#### TASK OBJECTIVE
Below is a listing from which only part is wanted; return exactly the lines from the one with "positive clicks: (163, 404) (160, 406)" up to and including the one with "box: [196, 291, 239, 315]".

#### SUPPLIED RECORDS
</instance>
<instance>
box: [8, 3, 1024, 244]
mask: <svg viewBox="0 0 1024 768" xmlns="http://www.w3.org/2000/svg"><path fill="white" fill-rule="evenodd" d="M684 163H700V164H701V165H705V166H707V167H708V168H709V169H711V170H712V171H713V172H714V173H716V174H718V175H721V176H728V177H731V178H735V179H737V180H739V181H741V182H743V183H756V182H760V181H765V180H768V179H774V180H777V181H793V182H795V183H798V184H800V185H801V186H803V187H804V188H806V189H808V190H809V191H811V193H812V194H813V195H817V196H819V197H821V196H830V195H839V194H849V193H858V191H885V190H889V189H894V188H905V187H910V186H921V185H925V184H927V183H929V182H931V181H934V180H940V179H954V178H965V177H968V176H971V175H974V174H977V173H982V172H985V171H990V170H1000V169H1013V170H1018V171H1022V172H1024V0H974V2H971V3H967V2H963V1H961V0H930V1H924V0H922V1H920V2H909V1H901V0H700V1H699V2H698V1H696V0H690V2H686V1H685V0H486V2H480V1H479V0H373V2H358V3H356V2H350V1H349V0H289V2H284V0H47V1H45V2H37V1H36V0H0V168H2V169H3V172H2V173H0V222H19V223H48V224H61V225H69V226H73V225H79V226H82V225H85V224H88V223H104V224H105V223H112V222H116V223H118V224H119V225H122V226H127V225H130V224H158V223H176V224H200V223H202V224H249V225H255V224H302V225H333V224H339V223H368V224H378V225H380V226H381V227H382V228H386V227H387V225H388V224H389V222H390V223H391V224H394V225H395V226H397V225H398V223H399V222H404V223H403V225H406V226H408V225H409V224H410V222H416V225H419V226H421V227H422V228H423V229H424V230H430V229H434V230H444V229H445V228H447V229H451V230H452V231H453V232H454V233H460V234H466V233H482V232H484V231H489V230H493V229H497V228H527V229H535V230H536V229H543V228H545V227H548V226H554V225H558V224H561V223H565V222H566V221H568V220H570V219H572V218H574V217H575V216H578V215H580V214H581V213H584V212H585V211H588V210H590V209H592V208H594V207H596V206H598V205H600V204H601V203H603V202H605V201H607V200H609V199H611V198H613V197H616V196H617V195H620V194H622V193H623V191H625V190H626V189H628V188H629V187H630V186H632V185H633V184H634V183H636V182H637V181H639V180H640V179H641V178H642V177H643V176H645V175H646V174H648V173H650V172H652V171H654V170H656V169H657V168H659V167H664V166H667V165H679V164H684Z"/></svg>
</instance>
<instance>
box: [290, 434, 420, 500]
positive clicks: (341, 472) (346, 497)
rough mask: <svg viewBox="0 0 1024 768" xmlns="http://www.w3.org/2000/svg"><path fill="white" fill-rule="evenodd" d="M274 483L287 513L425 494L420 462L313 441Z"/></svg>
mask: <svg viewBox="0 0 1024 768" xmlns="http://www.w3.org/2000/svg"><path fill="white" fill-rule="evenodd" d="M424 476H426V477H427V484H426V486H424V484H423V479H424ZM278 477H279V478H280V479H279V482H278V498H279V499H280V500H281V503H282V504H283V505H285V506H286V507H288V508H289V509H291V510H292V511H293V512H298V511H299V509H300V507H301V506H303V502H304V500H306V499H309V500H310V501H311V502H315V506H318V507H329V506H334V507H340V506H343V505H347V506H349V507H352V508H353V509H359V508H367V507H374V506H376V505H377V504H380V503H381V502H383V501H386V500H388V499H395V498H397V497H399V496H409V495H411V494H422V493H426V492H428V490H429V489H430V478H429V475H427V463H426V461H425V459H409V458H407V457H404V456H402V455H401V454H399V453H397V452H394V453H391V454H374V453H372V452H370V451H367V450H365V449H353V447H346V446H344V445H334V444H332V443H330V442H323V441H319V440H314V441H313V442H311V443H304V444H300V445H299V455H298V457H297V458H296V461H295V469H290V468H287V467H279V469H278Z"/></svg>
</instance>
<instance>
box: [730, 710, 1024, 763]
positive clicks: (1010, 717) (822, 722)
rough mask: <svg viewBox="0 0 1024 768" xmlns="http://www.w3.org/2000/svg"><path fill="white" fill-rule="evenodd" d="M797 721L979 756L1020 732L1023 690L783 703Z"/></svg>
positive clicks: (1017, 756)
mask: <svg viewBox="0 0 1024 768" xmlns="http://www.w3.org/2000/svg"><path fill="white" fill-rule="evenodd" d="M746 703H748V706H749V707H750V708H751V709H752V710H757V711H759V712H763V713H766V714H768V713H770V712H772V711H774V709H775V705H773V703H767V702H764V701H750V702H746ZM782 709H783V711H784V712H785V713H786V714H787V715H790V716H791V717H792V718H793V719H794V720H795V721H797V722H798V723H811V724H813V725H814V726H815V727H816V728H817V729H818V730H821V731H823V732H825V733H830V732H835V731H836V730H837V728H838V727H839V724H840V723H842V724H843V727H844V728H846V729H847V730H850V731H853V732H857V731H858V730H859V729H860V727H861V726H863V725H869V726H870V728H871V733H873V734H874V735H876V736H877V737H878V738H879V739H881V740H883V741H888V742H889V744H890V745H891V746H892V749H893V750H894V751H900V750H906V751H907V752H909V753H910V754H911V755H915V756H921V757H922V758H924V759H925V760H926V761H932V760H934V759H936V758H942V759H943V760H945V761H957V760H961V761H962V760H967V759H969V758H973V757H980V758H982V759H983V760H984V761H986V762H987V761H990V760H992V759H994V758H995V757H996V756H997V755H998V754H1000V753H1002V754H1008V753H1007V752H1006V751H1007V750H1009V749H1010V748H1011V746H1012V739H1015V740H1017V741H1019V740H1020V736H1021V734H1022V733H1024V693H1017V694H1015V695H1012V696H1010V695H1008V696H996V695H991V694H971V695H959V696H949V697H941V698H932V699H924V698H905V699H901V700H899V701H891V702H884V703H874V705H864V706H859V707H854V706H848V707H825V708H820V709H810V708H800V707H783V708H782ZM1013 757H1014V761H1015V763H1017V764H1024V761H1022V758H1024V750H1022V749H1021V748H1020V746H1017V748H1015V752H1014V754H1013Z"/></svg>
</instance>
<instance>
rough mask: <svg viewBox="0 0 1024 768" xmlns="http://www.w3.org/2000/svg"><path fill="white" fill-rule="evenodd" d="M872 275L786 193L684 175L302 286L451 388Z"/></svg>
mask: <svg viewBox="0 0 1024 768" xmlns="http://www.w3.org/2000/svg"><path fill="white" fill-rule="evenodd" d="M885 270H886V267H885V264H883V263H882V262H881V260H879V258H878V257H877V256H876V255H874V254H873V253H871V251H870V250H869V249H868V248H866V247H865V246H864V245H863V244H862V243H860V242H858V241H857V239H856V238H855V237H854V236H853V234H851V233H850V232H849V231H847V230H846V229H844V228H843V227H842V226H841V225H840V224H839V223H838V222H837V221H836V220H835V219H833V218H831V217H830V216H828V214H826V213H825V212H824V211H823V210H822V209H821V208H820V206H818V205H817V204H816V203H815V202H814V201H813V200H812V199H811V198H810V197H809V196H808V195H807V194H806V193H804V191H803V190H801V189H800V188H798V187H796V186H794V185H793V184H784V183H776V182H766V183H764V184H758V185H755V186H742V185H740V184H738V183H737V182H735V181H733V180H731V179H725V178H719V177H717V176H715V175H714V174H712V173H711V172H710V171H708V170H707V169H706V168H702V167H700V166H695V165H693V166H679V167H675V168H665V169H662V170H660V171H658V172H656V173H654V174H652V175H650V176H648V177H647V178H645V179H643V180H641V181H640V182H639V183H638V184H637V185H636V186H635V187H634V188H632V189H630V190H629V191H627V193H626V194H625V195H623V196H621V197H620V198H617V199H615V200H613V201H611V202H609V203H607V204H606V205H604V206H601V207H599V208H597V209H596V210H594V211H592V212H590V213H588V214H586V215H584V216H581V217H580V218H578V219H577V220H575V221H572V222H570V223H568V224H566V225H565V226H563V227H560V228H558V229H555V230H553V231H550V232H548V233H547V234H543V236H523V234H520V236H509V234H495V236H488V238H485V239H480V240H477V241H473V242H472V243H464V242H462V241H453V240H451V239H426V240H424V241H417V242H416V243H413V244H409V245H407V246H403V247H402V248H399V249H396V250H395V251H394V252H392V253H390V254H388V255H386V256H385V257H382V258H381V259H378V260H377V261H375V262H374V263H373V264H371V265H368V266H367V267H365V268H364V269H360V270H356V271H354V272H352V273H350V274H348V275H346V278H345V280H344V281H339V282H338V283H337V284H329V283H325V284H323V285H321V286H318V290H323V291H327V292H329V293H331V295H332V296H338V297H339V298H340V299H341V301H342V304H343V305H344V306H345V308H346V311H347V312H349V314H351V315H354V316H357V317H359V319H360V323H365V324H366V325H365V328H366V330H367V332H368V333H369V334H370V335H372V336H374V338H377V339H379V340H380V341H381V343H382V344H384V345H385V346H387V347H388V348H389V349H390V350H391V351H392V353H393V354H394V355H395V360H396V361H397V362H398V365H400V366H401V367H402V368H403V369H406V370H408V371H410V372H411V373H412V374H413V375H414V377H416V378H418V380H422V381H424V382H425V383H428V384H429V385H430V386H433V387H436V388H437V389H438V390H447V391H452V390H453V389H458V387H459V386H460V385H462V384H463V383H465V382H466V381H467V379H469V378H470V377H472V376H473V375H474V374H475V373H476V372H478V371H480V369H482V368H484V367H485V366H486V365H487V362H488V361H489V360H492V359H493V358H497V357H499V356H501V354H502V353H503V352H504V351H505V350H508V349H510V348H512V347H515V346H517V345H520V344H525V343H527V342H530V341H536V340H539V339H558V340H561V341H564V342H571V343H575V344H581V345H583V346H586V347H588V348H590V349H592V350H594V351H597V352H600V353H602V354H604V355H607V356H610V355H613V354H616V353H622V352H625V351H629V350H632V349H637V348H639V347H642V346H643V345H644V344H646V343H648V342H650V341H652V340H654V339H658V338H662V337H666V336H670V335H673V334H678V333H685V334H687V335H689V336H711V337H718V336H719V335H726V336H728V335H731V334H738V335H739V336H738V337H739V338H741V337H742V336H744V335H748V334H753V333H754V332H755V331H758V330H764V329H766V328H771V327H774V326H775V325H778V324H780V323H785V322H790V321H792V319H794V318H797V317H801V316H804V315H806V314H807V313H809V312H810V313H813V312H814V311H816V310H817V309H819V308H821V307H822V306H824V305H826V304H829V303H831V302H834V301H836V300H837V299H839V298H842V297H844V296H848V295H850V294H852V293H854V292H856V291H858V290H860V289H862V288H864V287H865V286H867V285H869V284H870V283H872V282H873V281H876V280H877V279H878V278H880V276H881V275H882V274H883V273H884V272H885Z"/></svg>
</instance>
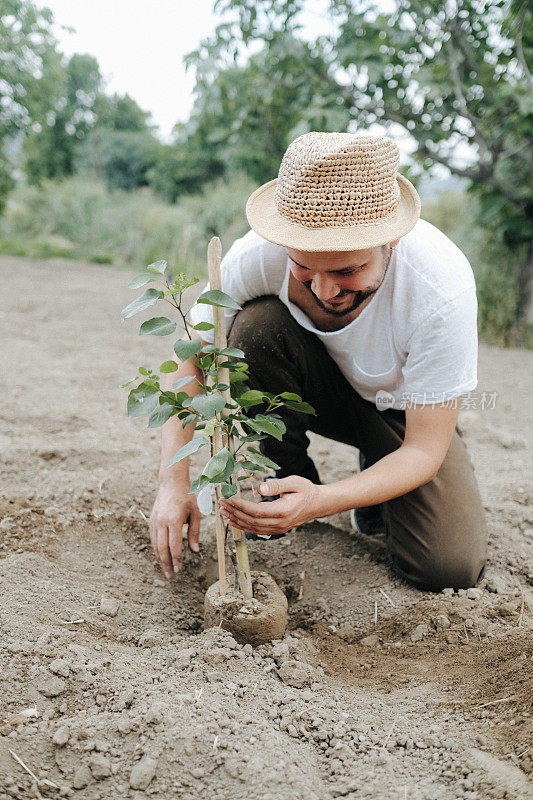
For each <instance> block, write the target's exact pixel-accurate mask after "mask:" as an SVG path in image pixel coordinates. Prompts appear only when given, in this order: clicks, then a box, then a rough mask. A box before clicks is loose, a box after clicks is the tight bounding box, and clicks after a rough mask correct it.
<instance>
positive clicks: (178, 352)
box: [174, 339, 202, 361]
mask: <svg viewBox="0 0 533 800" xmlns="http://www.w3.org/2000/svg"><path fill="white" fill-rule="evenodd" d="M201 347H202V343H201V341H200V339H191V340H190V341H189V340H188V339H178V341H177V342H174V352H175V353H176V355H177V357H178V358H179V360H180V361H187V359H188V358H191V356H195V355H196V354H197V353H199V352H200V348H201Z"/></svg>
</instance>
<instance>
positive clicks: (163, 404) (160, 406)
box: [148, 403, 175, 428]
mask: <svg viewBox="0 0 533 800" xmlns="http://www.w3.org/2000/svg"><path fill="white" fill-rule="evenodd" d="M174 410H175V409H174V406H172V405H170V403H161V405H160V406H159V408H158V409H156V410H155V411H154V412H153V414H151V415H150V419H149V420H148V427H149V428H159V427H160V426H161V425H164V424H165V422H166V421H167V419H170V417H171V416H172V414H173V412H174Z"/></svg>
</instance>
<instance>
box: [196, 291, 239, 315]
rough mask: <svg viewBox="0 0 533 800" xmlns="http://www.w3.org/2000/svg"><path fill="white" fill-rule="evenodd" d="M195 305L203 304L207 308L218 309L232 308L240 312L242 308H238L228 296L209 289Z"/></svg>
mask: <svg viewBox="0 0 533 800" xmlns="http://www.w3.org/2000/svg"><path fill="white" fill-rule="evenodd" d="M196 302H197V303H205V305H208V306H219V307H220V308H232V309H234V310H235V311H240V310H241V308H242V306H240V305H239V304H238V303H237V301H236V300H234V299H233V297H230V296H229V294H226V293H225V292H221V291H220V289H210V290H209V291H208V292H204V293H203V294H201V295H200V297H199V298H198V300H197V301H196Z"/></svg>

#### EXERCISE SOLUTION
positive clicks: (163, 404) (160, 406)
box: [148, 403, 175, 428]
mask: <svg viewBox="0 0 533 800" xmlns="http://www.w3.org/2000/svg"><path fill="white" fill-rule="evenodd" d="M174 410H175V409H174V406H172V405H170V403H161V405H160V406H159V408H158V409H156V410H155V411H154V412H153V414H151V415H150V419H149V420H148V427H149V428H159V427H160V426H161V425H164V424H165V422H166V421H167V419H170V417H171V416H172V414H173V412H174Z"/></svg>
</instance>
<instance>
box: [196, 291, 239, 315]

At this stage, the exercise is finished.